Extend the piece on Hollinghurst's The Line of Beauty below, starting right after its final sentence.

## Text segment
☆ ☆ ☆ ☆ ☆ ☆ ☆
Alan Hollinghurst published The Line of Beauty in 2004 and won the Booker Prize with it – the right book winning the right prize at the right time. The novel is set in Thatcher’s Britain between 1983 and 1987, and it follows Nick Guest, a young gay man from a middle-class family who moves into the Notting Hill home of a Conservative MP’s family after Oxford, drifting through a world of money, politics, and desire that he loves and cannot fully enter. The prose is among the finest written in English in its generation, and the moral seriousness under the social comedy is as bracing as anything in the Victorian tradition Hollinghurst openly inhabits.
Nick Guest’s name is his situation: he is always a guest, inside the Fedden household and inside the social world it represents. Gerald Fedden is a Conservative MP on the rise; Rachel Fedden is elegant and unhappy; their daughter Catherine is troubled and perceptive; their son Toby was Nick’s great unrequited love at Oxford. Nick studies Henry James for his graduate thesis, edits a small arts magazine, and allows himself to be carried by the Feddens’ momentum into a life he did not earn and cannot sustain.
He is not a passive character, but his agency is largely erotic and aesthetic rather than political or ambitious. He moves through the 1980s attending parties, reading literature, conducting affairs – first with a young Black man named Leo, then with an Arab millionaire named Wani – and observing the world around him with the detached, adoring attention of someone who knows he is seeing something magnificent and temporary.
☆ ☆ ☆ ☆ ☆ ☆ ☆
## Dataset content
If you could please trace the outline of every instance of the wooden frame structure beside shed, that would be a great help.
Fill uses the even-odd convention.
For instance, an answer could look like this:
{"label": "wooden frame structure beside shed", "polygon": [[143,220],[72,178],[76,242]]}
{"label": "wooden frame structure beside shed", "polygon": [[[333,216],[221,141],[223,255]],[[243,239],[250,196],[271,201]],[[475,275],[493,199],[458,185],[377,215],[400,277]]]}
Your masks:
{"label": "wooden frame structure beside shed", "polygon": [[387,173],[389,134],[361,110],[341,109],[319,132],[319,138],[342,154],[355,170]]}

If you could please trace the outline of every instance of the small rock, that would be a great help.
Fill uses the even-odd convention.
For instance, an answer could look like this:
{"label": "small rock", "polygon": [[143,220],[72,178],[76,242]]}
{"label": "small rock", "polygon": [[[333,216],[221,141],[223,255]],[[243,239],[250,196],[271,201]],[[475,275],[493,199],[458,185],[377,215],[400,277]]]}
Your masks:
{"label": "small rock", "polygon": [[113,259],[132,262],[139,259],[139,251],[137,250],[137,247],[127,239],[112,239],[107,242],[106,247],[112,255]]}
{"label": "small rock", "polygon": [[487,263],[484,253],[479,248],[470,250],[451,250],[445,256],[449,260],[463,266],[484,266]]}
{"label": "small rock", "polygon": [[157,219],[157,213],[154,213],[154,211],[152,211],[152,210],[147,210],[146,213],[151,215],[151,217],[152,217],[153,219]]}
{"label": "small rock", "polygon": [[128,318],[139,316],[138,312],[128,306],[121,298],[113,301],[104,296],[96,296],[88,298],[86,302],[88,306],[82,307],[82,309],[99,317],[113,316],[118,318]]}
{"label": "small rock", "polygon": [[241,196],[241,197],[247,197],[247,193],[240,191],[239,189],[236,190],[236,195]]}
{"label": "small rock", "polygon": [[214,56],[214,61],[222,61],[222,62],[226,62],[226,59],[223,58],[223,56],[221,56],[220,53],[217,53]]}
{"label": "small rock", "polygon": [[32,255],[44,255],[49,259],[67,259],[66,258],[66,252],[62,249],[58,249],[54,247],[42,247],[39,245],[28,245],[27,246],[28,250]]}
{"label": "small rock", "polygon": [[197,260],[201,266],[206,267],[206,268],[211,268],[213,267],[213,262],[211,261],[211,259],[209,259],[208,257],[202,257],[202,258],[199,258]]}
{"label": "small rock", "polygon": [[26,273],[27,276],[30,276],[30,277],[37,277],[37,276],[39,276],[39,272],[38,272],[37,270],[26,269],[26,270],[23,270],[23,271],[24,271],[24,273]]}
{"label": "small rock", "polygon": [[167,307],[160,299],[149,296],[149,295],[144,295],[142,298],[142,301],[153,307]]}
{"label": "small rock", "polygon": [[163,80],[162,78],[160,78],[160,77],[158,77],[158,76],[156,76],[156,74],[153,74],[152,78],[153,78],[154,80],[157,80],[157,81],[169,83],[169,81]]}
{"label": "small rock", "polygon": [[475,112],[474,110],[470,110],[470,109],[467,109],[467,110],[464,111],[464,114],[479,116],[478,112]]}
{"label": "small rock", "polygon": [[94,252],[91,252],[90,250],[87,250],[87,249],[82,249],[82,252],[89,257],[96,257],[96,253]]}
☆ ☆ ☆ ☆ ☆ ☆ ☆
## Task response
The novel’s title refers to the ogee, an S-shaped curve that appears in architecture, furniture, and decorative arts throughout history – described by Hogarth as the line of beauty, a form that embodies grace and pleasure. Nick encounters the term in a book and it becomes his private emblem: he is a man who is drawn to beauty in all its forms, who organizes his experience aesthetically, who responds to a well-designed room or a perfect sentence or a beautiful man with the same appreciative attention.
Hollinghurst uses this aesthetic orientation to ask a serious question: what does it cost to live primarily through beauty? What is the relationship between aesthetic appreciation and moral attention? Nick sees clearly – he is one of the great observers in recent fiction – but the novel suggests that seeing clearly and responding responsibly to what you see are different things. The world he inhabits in the 1980s is in the process of producing several crises – political, economic, epidemiological – and Nick’s aesthetic distance is both his strength and his failure.
The novel’s political context is inseparable from its personal one. The Conservative Party culture that the Feddens inhabit – the money, the self-satisfaction, the contempt for weakness, the particular brand of English confidence that Thatcher embodied and amplified – is rendered with a satirical precision that never collapses into caricature. Hollinghurst understands this world from inside: he knows its pleasures and its self-deceptions.
The AIDS epidemic runs through the novel as an approaching catastrophe that most of the characters prefer not to discuss. Hollinghurst’s treatment of AIDS in The Line of Beauty – how it arrives, whom it takes, how the political culture responds to it – is among the most carefully observed treatments of the epidemic in literary fiction. The disease does not arrive dramatically; it accumulates, the way it did in reality, until its presence is undeniable.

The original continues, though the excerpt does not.